GEZEIGTER TEXTAUSZUG:
========

Bürgermeisterwahl in Gräfenhainichen Bürgermeisterwahl in Gräfenhainichen: Duell in der Jamaika-Koalition

Gräfenhainichen - Das ist ein absolutes Novum in der Gräfenhainichener Politik: Erstmals treten zwei Bewerber aus einer Stadtratsfraktion im Kampf um den Chefsessel im Rathaus gegeneinander an. Enrico Schilling (CDU), der seit Jahren auf das Bürgermeisteramt spekuliert, hat seit dem Wochenende Konkurrenz aus den eigenen Reihen erhalten: Rene Schmidt (Grüne). „Das lässt die Koalitionsvereinbarung zu“, sagt Fraktionschefin und Juristin Petra Kuhnert.

========

DATENAUSZUG:
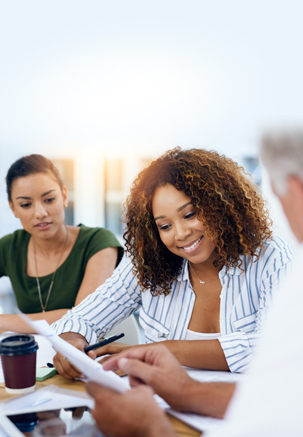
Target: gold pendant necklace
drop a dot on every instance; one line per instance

========

ARBEITSAUFTRÄGE:
A. Gib aus dem Artikel zur Bürgermeisterwahl in Gräfenhainichen alles von „Bürgermeisterwahl in Gräfenhainichen Bürgermeisterwahl“ bis hinunter zu „Juristin Petra Kuhnert.“ wortgetreu wieder.
B. Beantworte zum Artikel über die Bürgermeisterwahl in Gräfenhainichen folgende Fragen:
(i) Welcher Partei gehört Enrico Schilling an?
(ii) Wer macht ihm Konkurrenz aus den eigenen Reihen, und für welche Partei?
(iii) Welchen Beruf nennt der Text bei Petra Kuhnert?
C. Übersetze diesen Satz aus dem Artikel zur Bürgermeisterwahl ins Englische: „Das lässt die Koalitionsvereinbarung zu“, sagt Fraktionschefin und Juristin Petra Kuhnert.

ERGEBNISSE DER ÜBUNG:
A.
Bürgermeisterwahl in Gräfenhainichen Bürgermeisterwahl in Gräfenhainichen: Duell in der Jamaika-Koalition

Gräfenhainichen - Das ist ein absolutes Novum in der Gräfenhainichener Politik: Erstmals treten zwei Bewerber aus einer Stadtratsfraktion im Kampf um den Chefsessel im Rathaus gegeneinander an. Enrico Schilling (CDU), der seit Jahren auf das Bürgermeisteramt spekuliert, hat seit dem Wochenende Konkurrenz aus den eigenen Reihen erhalten: Rene Schmidt (Grüne). „Das lässt die Koalitionsvereinbarung zu“, sagt Fraktionschefin und Juristin Petra Kuhnert.

B.
(i) CDU
(ii) Rene Schmidt, für die Grünen
(iii) Juristin

C. "The coalition agreement allows that," says council group leader and lawyer Petra Kuhnert.